Trecho fornecido:
***

Collor caiu em pouco mais de quatro meses após a entrevista, algo inimaginável na virada dos anos 1990, no fim de uma campanha eleitoral inovadora, moderna para os padrões dos marqueteiros da época, que o levou ao Palácio do Planalto com os votos de 35 milhões de brasileiros, no segundo turno da eleição de 1989. Político sem expressão nacional, quarto de cinco filhos da oligarquia de Arnon de Mello, Collor, a exemplo de Jânio Quadros na última eleição direta antes do golpe militar de 1964, empolgou o país com um discurso moralista, de combate à corrupção. A diferença é que Jânio tinha como símbolo a vassoura, com a qual, dizia, varreria “a bandalheira”. Collor encarnou o “caçador de marajás” – como batizou servidores públicos que recebiam altos salários, especialmente no Judiciário alagoano, numa afronta à população de um dos menores e mais pobres Estados do país.
O que o país não tardou a descobrir, e Pedro Collor confirmaria em entrevistas e depoimento à CPI, é que Collor era um farsante. O discurso da moralidade com o qual empolgara o Brasil era tão falso como uma nota de 3 reais. Enquanto o presidente hipinotizava o público caçando marajás, seu tesoureiro de campanha, Paulo César Farias, o PC, assassinado em circunstâncias misteriosas em 1996, extorquia empresas públicas e privadas em nome do presidente. Estima-se que PC Farias tenha arrecadado alguma coisa em torno de US$ 1 bilhão. Os números variam conforme a fonte. Na entrevista que concedeu à revista “Veja”, edição de 27 de maio de 1992, Pedro Collor disse que o presidente e o tesoureiro eram, na realidade, sócios na roubalheira, na proporção de 70% para 30%, respectivamente, para cada um.
A CPI para apurar as denúncias de Pedro Collor e as atividades de PC Farias no governo teve momentos épicos e, no fim, chegou a dar a impressão de que o país finalmente achara o caminho para erradicar a erva daninha da política nacional: a corrupção. As palavras do deputado Benito Gama (PFL-BA), na abertura da CPI, traduziam com exatidão o sentimento de esperança que perpassava a sociedade: “O Brasil não será o mesmo após a CPI. Nem nós seremos os mesmos”. Fazia, assim, remissão adaptada à circunstância de um verso do poeta chileno Pablo Neruda: “Nosotros ya no somos los mismos”.
Transcorridos apenas 67 dias de CPI, seu relator, o senador Amir Lando, já considerava possível afirmar “a procedência e o acerto” da previsão de Benito Gama. O parecer de Lando, lavrado numa linguagem mais empolada, também tinha conexão com as ruas nas quais jovens cara-pintadas pediam o impeachment de Collor, em nome da moralidade pública. “A CPI foi um momento de purgação dos desvios da conduta administrativa, uma tentativa de pôr a limpo parcela do lodaçal de corrupção que molesta a nação, um apelo de sobrevivência da virtude na vida pública”, escreveu Lando no relatório final da CPI. “É preciso renovar a face do país.”

***

Dados a processar:
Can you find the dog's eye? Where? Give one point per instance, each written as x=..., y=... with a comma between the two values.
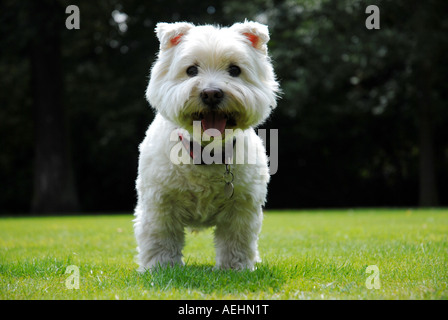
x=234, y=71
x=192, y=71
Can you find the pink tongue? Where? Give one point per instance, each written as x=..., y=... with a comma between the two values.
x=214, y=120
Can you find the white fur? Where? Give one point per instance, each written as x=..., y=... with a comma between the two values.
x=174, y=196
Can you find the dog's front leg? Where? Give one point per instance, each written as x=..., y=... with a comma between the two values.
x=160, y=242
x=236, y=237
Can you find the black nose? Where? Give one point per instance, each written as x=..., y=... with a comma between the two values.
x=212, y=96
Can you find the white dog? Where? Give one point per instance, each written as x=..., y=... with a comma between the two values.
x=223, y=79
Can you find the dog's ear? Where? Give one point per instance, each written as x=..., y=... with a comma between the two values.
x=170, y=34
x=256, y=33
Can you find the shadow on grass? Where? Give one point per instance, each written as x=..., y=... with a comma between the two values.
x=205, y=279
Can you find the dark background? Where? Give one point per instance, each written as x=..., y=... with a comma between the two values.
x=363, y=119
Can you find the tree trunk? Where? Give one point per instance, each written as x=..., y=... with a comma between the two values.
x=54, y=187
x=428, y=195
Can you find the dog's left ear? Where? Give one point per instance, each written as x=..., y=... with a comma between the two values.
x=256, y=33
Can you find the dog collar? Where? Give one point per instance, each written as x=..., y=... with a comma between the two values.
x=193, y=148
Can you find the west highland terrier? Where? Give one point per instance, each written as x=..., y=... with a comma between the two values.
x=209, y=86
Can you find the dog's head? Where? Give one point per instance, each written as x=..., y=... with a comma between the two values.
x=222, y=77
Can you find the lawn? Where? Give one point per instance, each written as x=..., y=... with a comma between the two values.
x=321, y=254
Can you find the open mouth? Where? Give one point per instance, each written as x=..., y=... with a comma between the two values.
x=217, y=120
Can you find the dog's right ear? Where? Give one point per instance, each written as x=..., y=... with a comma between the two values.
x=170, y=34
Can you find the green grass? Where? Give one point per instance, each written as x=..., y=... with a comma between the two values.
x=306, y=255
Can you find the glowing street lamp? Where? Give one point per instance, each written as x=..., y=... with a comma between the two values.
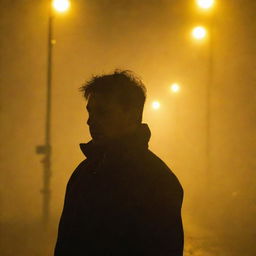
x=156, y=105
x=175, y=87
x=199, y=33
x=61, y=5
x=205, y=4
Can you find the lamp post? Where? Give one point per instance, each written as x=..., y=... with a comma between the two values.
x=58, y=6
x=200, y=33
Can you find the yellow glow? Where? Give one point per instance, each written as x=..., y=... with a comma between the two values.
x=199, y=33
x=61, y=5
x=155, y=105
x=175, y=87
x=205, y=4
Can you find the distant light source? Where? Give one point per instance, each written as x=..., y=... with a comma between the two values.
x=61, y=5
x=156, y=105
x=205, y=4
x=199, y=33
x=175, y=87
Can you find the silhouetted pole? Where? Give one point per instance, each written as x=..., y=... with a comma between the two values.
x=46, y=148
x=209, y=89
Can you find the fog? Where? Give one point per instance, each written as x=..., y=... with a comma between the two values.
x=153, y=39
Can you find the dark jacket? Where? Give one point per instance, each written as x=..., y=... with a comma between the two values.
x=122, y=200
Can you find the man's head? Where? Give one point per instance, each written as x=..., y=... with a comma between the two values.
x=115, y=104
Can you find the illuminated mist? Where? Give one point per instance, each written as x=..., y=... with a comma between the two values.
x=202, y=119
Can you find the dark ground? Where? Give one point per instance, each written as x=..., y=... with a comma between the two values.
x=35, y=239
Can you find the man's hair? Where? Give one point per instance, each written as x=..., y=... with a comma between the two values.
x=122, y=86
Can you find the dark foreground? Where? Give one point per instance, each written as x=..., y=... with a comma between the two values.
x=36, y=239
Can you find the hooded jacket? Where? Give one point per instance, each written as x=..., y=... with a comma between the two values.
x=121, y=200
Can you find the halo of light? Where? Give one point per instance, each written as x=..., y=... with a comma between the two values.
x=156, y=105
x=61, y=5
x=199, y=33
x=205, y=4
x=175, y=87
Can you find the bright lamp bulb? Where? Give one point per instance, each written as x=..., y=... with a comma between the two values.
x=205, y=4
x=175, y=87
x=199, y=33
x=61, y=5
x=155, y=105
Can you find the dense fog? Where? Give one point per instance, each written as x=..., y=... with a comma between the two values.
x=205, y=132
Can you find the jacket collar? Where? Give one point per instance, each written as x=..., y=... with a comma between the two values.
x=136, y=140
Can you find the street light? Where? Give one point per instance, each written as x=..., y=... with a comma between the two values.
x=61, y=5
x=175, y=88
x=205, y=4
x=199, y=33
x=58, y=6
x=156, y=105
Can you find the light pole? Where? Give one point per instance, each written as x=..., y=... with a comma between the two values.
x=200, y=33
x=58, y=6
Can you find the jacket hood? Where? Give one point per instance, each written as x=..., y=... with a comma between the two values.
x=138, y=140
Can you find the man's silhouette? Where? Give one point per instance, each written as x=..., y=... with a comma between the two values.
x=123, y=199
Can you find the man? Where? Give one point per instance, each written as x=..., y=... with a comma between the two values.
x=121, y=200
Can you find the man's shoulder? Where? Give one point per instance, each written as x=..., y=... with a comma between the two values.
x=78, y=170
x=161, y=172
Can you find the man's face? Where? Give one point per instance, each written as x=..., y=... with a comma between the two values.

***

Ações a realizar:
[a] Reescreva de forma mais curta o parágrafo do trecho sobre a queda de Collor que começa com "A CPI para apurar as denúncias", preservando os fatos principais.
[b] Informe quantas linhas contêm a palavra "white". Dê só o número.
O trecho e as linhas não têm nenhuma relação entre si.

Conjunto de respostas:
[a] A CPI que investigou as denúncias de Pedro Collor e as atividades de PC Farias no governo teve momentos épicos e chegou a dar a impressão de que o país encontrara o caminho para erradicar a corrupção. Na abertura, o deputado Benito Gama (PFL-BA) expressou a esperança da sociedade com a frase “O Brasil não será o mesmo após a CPI. Nem nós seremos os mesmos”. Era uma adaptação de um verso do poeta chileno Pablo Neruda.

[b] 2